Data rows:

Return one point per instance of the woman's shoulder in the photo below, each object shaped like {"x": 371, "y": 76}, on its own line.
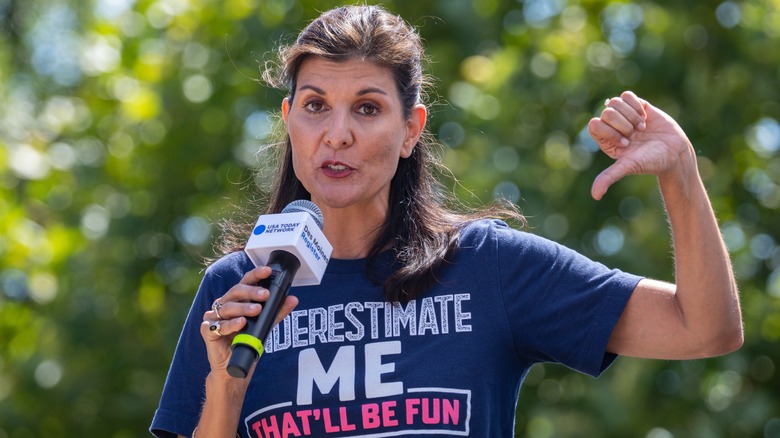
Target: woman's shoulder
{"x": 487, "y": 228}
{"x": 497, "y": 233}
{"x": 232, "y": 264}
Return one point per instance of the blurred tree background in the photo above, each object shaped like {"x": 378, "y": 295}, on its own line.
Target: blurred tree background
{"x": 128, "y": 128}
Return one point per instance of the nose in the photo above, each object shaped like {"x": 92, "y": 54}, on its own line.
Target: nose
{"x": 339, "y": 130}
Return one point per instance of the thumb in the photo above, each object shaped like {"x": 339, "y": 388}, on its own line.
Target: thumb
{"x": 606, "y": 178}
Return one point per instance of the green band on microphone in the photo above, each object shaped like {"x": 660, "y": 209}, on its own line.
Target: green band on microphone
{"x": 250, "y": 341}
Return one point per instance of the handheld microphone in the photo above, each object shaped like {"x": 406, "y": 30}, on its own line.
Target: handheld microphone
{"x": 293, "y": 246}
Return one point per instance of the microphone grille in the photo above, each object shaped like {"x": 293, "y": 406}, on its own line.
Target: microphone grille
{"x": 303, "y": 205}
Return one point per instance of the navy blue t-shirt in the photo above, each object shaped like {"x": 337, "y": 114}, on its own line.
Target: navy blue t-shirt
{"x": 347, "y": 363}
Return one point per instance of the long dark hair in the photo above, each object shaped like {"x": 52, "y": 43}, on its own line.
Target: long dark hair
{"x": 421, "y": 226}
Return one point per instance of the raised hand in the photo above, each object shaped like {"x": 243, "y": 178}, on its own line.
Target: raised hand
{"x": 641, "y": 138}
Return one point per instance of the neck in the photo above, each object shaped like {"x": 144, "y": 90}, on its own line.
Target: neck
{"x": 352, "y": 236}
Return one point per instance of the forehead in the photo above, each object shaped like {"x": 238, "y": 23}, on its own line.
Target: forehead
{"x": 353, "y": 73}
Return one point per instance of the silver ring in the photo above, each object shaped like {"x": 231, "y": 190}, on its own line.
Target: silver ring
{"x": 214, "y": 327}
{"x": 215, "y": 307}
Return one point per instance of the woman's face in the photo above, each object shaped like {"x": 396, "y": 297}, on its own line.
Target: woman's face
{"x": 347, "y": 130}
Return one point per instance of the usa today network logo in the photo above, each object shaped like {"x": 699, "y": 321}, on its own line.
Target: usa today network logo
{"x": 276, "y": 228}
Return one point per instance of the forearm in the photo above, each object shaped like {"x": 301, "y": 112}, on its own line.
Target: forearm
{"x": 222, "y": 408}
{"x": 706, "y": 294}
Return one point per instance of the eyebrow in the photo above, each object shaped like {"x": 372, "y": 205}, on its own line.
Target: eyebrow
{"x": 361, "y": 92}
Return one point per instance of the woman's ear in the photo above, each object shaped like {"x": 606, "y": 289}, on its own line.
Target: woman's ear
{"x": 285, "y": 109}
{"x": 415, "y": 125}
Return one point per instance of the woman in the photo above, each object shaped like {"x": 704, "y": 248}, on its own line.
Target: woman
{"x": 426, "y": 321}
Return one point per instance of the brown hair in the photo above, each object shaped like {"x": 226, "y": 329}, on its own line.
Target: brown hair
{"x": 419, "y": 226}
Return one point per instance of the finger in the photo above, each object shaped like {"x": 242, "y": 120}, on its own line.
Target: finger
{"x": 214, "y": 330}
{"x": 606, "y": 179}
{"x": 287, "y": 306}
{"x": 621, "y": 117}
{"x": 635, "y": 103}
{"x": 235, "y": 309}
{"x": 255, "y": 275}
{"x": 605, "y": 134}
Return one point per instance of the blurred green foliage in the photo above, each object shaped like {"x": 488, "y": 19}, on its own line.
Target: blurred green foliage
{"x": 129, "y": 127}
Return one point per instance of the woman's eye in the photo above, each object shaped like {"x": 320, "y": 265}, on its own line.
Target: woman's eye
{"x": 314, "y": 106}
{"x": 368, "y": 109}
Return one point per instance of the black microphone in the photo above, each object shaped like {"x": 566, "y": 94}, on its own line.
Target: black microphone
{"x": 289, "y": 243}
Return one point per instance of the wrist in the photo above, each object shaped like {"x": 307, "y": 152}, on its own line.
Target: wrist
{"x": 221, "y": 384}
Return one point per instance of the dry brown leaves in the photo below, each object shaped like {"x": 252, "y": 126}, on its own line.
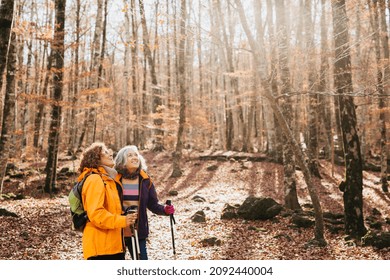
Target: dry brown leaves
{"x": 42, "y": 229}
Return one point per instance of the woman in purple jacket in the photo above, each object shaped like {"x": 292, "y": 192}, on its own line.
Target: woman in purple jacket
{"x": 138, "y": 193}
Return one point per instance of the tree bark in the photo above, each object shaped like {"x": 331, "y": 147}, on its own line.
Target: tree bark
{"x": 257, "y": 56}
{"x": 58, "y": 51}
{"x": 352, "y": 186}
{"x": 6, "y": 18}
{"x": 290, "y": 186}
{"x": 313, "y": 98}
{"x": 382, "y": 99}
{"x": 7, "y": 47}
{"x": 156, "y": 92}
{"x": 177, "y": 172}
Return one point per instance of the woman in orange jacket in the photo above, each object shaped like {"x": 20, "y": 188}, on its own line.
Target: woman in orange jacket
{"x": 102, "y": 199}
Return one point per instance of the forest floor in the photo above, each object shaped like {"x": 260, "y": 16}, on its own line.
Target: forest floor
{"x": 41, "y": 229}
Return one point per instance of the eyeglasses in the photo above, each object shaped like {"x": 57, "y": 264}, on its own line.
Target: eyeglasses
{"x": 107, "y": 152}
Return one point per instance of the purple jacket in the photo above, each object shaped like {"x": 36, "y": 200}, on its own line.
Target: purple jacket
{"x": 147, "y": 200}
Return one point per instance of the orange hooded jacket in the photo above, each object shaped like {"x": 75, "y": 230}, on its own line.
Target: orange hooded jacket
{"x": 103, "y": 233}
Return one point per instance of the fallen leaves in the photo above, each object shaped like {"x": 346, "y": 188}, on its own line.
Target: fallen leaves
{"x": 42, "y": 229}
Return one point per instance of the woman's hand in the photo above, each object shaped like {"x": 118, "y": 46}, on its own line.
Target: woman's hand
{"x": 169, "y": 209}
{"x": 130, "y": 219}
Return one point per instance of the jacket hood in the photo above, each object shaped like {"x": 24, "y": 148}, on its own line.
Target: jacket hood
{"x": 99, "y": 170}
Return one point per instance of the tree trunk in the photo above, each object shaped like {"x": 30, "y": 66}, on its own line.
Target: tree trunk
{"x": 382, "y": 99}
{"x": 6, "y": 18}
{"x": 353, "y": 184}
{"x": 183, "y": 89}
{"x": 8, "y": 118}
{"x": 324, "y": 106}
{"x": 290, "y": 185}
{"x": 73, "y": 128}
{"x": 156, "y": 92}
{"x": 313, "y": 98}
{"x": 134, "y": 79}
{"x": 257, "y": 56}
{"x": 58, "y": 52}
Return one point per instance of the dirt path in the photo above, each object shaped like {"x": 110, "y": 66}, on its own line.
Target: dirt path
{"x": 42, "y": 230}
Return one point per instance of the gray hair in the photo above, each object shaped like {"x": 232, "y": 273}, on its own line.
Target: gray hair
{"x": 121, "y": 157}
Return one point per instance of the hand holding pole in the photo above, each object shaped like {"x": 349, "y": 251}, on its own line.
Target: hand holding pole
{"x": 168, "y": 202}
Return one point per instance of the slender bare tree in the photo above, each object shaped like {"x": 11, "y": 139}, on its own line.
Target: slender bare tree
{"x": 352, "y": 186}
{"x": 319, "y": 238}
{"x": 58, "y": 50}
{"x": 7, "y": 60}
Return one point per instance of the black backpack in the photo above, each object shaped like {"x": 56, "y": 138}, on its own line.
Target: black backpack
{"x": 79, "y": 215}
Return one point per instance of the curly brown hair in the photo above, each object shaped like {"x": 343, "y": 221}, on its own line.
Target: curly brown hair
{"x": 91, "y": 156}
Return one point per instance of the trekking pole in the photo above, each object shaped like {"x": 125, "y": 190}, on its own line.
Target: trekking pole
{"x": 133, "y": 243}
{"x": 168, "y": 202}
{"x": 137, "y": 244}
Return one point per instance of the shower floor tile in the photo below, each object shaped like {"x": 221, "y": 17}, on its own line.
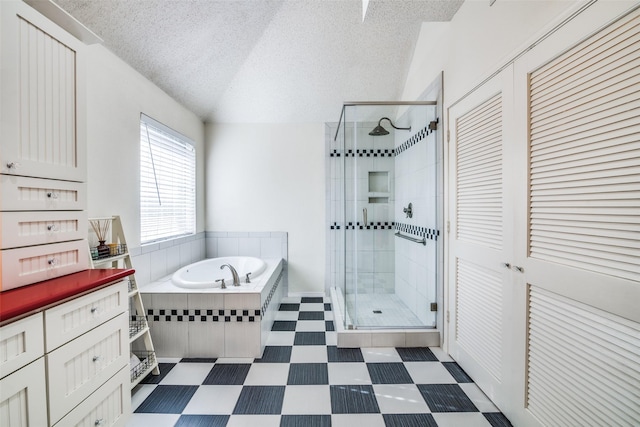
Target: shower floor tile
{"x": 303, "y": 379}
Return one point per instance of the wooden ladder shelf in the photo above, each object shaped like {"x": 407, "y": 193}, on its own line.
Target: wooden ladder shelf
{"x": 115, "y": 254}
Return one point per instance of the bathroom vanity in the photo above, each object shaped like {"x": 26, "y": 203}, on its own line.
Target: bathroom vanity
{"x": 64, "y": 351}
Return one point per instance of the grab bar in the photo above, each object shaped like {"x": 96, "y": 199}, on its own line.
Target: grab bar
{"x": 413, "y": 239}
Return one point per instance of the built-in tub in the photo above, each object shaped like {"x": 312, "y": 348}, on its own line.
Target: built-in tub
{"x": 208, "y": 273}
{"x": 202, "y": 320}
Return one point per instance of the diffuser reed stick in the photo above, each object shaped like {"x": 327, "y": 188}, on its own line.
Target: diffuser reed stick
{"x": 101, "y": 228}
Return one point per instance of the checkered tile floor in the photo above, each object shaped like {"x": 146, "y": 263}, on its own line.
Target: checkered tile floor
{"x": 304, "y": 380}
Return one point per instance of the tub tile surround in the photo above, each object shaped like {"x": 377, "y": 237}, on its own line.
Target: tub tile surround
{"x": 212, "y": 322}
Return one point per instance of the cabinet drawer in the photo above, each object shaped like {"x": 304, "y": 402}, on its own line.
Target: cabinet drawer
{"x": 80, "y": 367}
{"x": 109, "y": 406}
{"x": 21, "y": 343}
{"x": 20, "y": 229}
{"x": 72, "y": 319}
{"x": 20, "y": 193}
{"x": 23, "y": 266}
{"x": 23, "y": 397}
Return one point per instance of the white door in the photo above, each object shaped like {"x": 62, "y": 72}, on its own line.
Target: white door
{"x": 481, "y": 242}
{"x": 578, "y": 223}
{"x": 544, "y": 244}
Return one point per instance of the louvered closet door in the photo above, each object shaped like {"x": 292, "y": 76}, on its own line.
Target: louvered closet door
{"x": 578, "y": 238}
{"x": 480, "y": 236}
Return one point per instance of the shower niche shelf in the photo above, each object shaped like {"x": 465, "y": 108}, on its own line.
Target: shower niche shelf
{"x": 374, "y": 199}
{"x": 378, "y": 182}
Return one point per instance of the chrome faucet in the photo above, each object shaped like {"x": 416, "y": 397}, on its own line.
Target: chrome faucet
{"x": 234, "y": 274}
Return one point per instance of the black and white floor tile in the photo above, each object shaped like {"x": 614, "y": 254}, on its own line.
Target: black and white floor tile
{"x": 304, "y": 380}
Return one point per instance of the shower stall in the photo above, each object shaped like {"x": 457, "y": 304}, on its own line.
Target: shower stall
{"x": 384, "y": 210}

Task details:
Find "Return one point per instance of the checkered" in the data above, then repeat that line and all lines after it exactly, ending with the final line.

Solution:
Return one point per instance of the checkered tile floor in the photo above, each object shaped like {"x": 146, "y": 263}, on its own line.
Target: checkered tile floor
{"x": 304, "y": 380}
Return one point per instance of the tub tile surround in the photo above, each object shaped like {"x": 377, "y": 237}, on its own line.
Target: tub tile surround
{"x": 212, "y": 322}
Return one point per instance of the cabinet drawer in the photo above, each object shaped like {"x": 304, "y": 402}, on its own line.
Target: cabinet drawer
{"x": 80, "y": 367}
{"x": 109, "y": 406}
{"x": 21, "y": 343}
{"x": 20, "y": 229}
{"x": 72, "y": 319}
{"x": 20, "y": 193}
{"x": 23, "y": 266}
{"x": 23, "y": 397}
Return one point per instance of the white door in the photo above, each object shaped like {"x": 62, "y": 72}, on its own line.
Target: white door
{"x": 481, "y": 242}
{"x": 578, "y": 223}
{"x": 544, "y": 244}
Return one point per instance of the louvered closet door in the photo above, each object shaped like {"x": 292, "y": 76}, on its own line.
Target: louvered closet door
{"x": 578, "y": 238}
{"x": 480, "y": 236}
Return one point per instance of the shower niche shelf in the photo above, each object shaped like {"x": 465, "y": 108}, on its own line.
Target: shower niche shelf
{"x": 374, "y": 199}
{"x": 378, "y": 182}
Return one point per instance of the chrome faucet in the photo above, each object shaped like {"x": 416, "y": 397}, on its own line.
Target: chrome faucet
{"x": 234, "y": 274}
Return one point per instance of the black and white floor tile in the photo above, each object shaped like {"x": 614, "y": 254}, on its own line.
Target: black and white floor tile
{"x": 304, "y": 380}
Return one point per instance of the shower stall in the photo above, each object shaped like {"x": 457, "y": 304}, on its own line.
Target: shower stall
{"x": 384, "y": 210}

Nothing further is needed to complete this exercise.